● **Requirements**:
- A) Please quote the demand response text from "It’s no secret" to "blackouts and brownouts.".
- B) Answer these questions from the demand response text:
(i) What are the payments to facilities based on?
(ii) What do the reductions help the grid avoid?
(iii) Reduction plans for about how many companies were studied?

● **Text provided**:
<<<<

It’s no secret that here at Your Energy Blog, we love to talk about demand response (DR). It’s one of the most efficient ways to stabilize the electric grid during times of high stress. Almost any organization can participate, and those that do, get paid big bucks to reduce their energy. In case you need a refresher on DR, it’s fairly simple. When demand for electricity reaches extreme levels, there is a strain on the electric grid. When this happens, utilities pay facilities to reduce their energy use. The payments are based on how many kilowatts (kW) a facility curtails. These reductions ensure the grid runs smoothly, avoiding blackouts and brownouts.

For many of us, it may not be clear how we would reduce our energy to participate in DR. It’s often misconstrued that only big corporations with huge machines can partake, but that’s not the case. Even a small business can reach minimum reduction requirements by shutting down or scaling back on some common pieces of equipment. To get a better idea on how much energy common machines use, I studied reduction plans for nearly 500 companies participating in DR with Energy Curtailment Specialists (ECS), and here is what I found.

>>>>

● **Dataset rows**:

<<<<

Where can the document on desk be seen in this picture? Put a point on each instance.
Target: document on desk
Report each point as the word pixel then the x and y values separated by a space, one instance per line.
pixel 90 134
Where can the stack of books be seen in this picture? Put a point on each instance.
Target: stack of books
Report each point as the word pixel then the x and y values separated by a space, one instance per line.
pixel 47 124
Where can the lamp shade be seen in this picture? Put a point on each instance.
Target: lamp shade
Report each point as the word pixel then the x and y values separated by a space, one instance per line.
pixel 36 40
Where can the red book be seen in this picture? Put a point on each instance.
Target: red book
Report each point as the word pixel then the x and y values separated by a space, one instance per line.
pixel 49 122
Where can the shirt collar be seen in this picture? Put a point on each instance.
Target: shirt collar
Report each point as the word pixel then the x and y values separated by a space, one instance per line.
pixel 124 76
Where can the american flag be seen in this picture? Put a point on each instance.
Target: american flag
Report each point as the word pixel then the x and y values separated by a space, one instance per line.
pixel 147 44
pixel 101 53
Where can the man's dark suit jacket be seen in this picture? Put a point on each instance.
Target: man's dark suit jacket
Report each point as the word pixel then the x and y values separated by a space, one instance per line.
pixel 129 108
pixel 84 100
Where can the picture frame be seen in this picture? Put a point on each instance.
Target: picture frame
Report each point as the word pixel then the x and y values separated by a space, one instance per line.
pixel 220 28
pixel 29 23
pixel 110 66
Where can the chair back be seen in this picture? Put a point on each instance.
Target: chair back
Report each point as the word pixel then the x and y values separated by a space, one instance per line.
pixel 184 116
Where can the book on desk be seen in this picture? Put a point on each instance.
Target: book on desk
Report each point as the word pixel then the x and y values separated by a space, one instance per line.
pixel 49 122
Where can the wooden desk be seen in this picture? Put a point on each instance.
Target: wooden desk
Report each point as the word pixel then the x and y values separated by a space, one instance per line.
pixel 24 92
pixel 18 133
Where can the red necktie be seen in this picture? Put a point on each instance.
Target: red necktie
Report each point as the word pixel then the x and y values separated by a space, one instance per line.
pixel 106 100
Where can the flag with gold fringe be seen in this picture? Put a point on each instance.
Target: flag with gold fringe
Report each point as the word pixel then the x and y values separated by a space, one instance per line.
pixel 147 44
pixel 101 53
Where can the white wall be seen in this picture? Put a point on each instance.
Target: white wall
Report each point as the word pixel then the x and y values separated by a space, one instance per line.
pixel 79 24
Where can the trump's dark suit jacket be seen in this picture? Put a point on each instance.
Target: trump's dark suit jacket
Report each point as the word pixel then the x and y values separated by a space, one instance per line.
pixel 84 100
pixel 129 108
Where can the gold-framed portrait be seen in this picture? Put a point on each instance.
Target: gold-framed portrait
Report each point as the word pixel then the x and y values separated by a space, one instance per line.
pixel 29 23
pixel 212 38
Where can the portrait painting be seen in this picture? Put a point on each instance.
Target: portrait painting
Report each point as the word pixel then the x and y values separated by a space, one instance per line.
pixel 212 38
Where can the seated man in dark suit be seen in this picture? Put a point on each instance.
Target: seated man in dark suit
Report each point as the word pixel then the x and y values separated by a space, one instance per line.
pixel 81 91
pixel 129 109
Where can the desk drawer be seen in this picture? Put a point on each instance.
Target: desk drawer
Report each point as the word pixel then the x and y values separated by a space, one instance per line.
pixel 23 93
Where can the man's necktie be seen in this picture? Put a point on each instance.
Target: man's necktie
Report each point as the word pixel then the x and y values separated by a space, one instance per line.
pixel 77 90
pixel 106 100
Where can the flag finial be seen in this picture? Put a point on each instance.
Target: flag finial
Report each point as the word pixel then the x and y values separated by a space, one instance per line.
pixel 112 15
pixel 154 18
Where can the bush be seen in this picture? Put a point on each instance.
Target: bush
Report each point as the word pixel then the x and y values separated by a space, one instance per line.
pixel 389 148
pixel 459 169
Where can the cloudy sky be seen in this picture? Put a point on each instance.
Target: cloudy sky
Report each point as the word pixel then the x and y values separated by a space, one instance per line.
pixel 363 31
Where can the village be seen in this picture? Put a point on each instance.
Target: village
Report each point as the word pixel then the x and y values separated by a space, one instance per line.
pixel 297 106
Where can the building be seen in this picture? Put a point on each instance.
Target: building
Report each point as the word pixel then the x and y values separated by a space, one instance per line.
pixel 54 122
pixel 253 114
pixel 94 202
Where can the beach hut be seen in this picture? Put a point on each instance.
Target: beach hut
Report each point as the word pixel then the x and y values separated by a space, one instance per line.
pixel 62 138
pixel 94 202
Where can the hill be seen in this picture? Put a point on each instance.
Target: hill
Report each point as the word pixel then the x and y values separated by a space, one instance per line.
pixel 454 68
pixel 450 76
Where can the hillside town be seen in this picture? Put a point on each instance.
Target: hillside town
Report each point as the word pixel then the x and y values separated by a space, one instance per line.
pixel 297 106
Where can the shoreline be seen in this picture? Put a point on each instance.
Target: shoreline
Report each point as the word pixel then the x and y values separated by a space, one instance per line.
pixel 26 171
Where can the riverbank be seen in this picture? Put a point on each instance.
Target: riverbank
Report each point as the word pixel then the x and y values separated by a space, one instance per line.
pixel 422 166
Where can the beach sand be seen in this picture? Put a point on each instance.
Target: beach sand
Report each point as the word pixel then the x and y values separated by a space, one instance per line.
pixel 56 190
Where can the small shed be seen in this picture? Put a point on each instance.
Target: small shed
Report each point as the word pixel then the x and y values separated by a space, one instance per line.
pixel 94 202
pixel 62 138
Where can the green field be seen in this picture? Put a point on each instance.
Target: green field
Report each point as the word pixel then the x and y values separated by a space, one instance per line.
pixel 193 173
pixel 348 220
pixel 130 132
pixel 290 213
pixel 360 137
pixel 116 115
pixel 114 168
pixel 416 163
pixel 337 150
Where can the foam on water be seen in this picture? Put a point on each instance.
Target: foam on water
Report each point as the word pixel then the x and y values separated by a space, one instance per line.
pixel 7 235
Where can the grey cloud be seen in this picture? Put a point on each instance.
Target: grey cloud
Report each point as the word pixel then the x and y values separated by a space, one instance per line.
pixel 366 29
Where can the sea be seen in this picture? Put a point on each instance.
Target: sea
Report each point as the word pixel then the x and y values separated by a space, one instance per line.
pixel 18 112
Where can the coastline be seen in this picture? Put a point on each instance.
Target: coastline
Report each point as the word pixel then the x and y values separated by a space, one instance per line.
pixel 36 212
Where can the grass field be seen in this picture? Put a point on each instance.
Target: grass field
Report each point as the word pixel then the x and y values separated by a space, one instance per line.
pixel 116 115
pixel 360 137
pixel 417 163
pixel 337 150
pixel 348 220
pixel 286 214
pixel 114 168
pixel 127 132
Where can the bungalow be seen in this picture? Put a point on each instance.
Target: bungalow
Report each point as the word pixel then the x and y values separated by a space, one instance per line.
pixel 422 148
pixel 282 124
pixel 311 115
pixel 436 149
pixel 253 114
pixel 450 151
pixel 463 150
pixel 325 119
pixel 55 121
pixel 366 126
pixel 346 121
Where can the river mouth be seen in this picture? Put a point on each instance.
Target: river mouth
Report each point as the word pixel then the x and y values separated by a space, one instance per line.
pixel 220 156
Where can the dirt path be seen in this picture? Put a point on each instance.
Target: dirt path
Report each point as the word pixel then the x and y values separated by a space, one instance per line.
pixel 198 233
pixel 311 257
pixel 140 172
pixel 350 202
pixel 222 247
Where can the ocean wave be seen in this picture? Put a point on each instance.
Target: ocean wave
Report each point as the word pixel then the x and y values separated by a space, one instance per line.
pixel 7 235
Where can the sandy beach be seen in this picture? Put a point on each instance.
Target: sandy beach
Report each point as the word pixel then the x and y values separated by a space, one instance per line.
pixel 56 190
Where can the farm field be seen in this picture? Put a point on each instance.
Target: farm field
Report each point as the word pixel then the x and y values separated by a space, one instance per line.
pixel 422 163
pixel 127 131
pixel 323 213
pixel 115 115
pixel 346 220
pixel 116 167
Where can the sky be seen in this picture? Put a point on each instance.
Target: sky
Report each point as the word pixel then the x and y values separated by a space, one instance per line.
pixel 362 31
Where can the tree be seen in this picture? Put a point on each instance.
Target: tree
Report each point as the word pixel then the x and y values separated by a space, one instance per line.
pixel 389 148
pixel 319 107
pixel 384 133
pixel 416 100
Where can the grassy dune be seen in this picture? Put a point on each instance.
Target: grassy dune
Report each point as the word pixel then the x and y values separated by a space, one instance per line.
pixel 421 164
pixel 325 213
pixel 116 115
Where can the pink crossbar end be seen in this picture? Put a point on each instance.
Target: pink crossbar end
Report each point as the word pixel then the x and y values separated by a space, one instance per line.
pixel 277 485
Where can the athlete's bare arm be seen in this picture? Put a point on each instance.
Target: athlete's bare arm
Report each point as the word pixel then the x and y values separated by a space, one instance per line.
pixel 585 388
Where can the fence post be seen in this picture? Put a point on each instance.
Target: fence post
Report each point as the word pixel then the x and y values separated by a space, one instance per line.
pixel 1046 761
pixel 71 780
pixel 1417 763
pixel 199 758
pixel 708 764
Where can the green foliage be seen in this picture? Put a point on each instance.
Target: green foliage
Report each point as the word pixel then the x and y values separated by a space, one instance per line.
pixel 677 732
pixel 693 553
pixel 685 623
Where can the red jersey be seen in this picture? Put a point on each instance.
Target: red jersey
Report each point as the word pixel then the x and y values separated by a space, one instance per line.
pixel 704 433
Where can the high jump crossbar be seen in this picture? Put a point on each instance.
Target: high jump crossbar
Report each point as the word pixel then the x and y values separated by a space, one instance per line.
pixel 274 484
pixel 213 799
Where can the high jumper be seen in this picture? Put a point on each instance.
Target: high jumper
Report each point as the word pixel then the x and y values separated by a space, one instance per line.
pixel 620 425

>>>>

● **Answers**:
- A)
It’s no secret that here at Your Energy Blog, we love to talk about demand response (DR). It’s one of the most efficient ways to stabilize the electric grid during times of high stress. Almost any organization can participate, and those that do, get paid big bucks to reduce their energy. In case you need a refresher on DR, it’s fairly simple. When demand for electricity reaches extreme levels, there is a strain on the electric grid. When this happens, utilities pay facilities to reduce their energy use. The payments are based on how many kilowatts (kW) a facility curtails. These reductions ensure the grid runs smoothly, avoiding blackouts and brownouts.

- B)
(i) How many kilowatts (kW) a facility curtails
(ii) Blackouts and brownouts
(iii) Nearly 500